** Passage provided **

** BEGIN **

Question: A 40 m tall building and a tower are standing in front of each other. Angles of elevation to the top of the tower from the top and base of the building are 45o and 60o, respectively. How do I calculate the height of the tower? Please help me to calculate

Posted by: Syed G. on 25.08.2017

You can use simple trigonometry ratio. We know that [email protected]= P/B which give height of tower as 94.64m

tan 45= H/B

B=H

tan 60= H+40/H

1.732H-H=40

.732H=40

H=54.6

​tan 60 = (40+y)/ Z      let y be height building level to top of tower , z be distance

Height of the tower = 40 + 40/(sqrt(3)-1) = 20 (3+sqrt(3))
Let height of tower be x, and distance between the two buildings be d. From top of building we get from right triangle, (x-40)/d = tan 60 and from base x/d = tan 45 x-40 = d and x-40/(x) = 0.866 x-40 = 0.866 x x= 298.51 m.
First of all draw two parallel lines in vertical direction. One of them should be taller than the other. Name the smaller line as building or b whichever is convenient to you. And name tower for the taller line. Tower is taller than building. Why ? It is obvious from the problem as the angle of elevation to the top of the tower from the top and base of the building is 45° and 60°. Back to the diagram. Connect the top and bottom of the building to top of the tower. Draw two parallel horizontal lines from top and base of the building till it intersect with line of tower. Half work is done. Now mention the angle of elevation in the diagram. Now we have the height of the building. We have diagram of above problem as rectangle on which triangle is mounted. Horizontal line from the top of the building which intersect tower at certain point say 'p'. Now height of tower upto point p is 40 mtr. As sides of rectangles are equal. Now suppose rest of the height of the tower is x. Now we have 2 different equtions. ie 1.tan45=x/base 2.tan60=(40+x)/base. So, Base=x/tan45 Base=x/tan60 x/tan45 = x/tan60 solve for x this implies x=54.6448 m So hight of tower is x+40 implies height of tower is 94.64 mtr.

** END **

** Stated goal 1 **
Please write out the tower-height thread word for word, starting with "Height of the tower = 40" and going on through "x= 298.51 m.".
** Stated goal 2 **
Extend the forum thread on the tower's height past its final sentence.

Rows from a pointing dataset
** BEGIN **

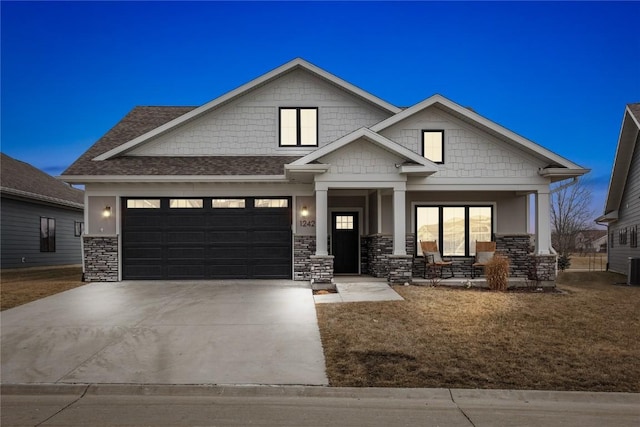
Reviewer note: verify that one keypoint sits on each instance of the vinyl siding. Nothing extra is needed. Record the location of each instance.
(629, 215)
(20, 234)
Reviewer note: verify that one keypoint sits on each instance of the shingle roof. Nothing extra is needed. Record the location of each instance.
(21, 179)
(635, 110)
(141, 120)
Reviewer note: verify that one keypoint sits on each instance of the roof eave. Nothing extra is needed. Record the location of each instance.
(90, 179)
(253, 84)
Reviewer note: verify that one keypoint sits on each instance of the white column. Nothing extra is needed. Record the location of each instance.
(543, 222)
(321, 222)
(399, 220)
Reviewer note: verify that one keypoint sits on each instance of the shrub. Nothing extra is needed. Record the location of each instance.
(497, 272)
(564, 262)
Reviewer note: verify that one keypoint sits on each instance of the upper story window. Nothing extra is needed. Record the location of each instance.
(298, 127)
(433, 145)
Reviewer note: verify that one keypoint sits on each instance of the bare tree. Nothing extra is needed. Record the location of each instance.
(570, 213)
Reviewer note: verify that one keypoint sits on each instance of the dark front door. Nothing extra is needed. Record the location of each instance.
(345, 241)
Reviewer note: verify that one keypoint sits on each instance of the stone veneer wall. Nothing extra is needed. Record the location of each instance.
(321, 268)
(379, 248)
(303, 248)
(100, 258)
(517, 247)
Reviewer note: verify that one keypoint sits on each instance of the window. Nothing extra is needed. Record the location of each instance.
(271, 203)
(455, 228)
(143, 204)
(622, 236)
(344, 222)
(227, 203)
(78, 228)
(433, 145)
(298, 127)
(185, 203)
(47, 234)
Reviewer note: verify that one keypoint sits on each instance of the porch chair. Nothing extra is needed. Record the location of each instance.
(433, 260)
(484, 253)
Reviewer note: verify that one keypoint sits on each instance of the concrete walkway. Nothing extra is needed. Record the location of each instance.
(205, 332)
(81, 405)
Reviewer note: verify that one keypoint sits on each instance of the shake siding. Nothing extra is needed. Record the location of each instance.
(629, 215)
(20, 228)
(249, 125)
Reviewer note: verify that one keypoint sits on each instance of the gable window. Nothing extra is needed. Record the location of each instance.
(47, 234)
(455, 228)
(298, 127)
(433, 145)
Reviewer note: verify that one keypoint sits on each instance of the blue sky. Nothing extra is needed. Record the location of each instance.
(558, 73)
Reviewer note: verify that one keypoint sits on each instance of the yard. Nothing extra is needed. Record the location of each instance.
(583, 339)
(20, 286)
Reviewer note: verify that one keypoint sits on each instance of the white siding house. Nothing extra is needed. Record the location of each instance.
(622, 208)
(300, 174)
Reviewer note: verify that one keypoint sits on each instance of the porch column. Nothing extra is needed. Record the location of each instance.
(399, 220)
(321, 222)
(543, 222)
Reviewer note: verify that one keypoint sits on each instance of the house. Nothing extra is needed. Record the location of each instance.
(42, 218)
(622, 207)
(299, 174)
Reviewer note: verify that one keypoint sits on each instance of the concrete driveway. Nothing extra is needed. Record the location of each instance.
(142, 332)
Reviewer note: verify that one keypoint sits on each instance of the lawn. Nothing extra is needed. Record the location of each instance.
(586, 338)
(20, 286)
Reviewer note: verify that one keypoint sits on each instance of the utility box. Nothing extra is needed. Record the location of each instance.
(633, 278)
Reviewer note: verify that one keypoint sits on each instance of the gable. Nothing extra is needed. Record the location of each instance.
(249, 125)
(362, 157)
(469, 151)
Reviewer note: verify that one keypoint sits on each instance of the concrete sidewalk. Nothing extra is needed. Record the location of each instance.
(136, 405)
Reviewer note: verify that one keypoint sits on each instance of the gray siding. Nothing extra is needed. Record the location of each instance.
(20, 228)
(628, 216)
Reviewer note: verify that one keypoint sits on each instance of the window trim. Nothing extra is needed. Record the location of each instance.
(440, 206)
(422, 134)
(48, 244)
(298, 143)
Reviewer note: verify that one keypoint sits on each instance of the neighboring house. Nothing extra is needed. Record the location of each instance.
(591, 241)
(42, 218)
(300, 174)
(622, 208)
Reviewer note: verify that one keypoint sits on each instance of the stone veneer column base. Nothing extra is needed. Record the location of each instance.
(100, 258)
(321, 269)
(303, 248)
(400, 269)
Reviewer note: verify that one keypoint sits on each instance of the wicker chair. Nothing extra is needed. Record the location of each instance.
(433, 261)
(484, 254)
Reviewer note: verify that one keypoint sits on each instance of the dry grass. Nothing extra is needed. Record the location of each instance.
(594, 262)
(584, 339)
(21, 286)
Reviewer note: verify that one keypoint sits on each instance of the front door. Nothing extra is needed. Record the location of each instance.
(345, 242)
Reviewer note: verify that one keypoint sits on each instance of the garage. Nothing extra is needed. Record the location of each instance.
(206, 238)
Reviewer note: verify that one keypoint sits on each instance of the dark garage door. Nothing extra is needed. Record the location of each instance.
(205, 238)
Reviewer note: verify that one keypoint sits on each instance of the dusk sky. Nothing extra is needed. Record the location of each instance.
(557, 73)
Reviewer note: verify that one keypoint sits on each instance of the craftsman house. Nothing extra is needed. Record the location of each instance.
(622, 208)
(299, 174)
(41, 217)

** END **

** Exercise answer 1 **
Height of the tower = 40 + 40/(sqrt(3)-1) = 20 (3+sqrt(3))
Let height of tower be x, and distance between the two buildings be d. From top of building we get from right triangle, (x-40)/d = tan 60 and from base x/d = tan 45 x-40 = d and x-40/(x) = 0.866 x-40 = 0.866 x x= 298.51 m.

** Exercise answer 2 **
94.57 as ques tells tower & building are opposite to each other so draw sketch showing all detail after apply trignometary u will get your ans
First draw the sketch as... Building and Tower facing opposite side and parallel where the height of tower is more than building. draw a line from top of building parallel to the road(base) Connect top of the building and top of tower, form 45 degree. Connect bottom of the building and top of tower, form 60 degree. Let the distance between tower and building be Y and Height of tower be 40+X(extra height of tower exceeding building). Now, Tan 45= X/Y=1.. => X=Y. Tan 60= (40+X)/Y = Root 3... => X= 40/0.732= 54.64.
Let the tower be X m more than the building .then since elevation of the tower from the top of building is 45 degree so it will form an isosceles triangle .so the distance between the two will also be Xm. now using angle 60 degree triangle tan60=X+40/X. solving this X=20*(root 3+1) so height of tower =40+X=40+20*(root3+1)=94.64m
We first draw the 40m building as a straight line and the tower (taller than the building)at a distance y from the building (the lines should be parallel to each other) then from the top of the building a 45° to the top of the tower and from the base of the building line a 60°to the top. The tower is x meters taller than the building. Now we'd use trigonometry, since the lines are parallel, the base of the 45° and 60° triangle is same. Using tan 45 and tan 60, equate both of them using the common base. So you have, (40+×)÷tan 60 = ×÷ tan 45. Solving for x, you'd get ×= 54.64. We've considered the tower to be x meters taller, hence add that to 40m, so we get 40+ 54.64= 94.64m
First we have to draw the graph according to question, Tower is taller than building and both are parallel to each other. We calculate then we find answers. 20(root3+1)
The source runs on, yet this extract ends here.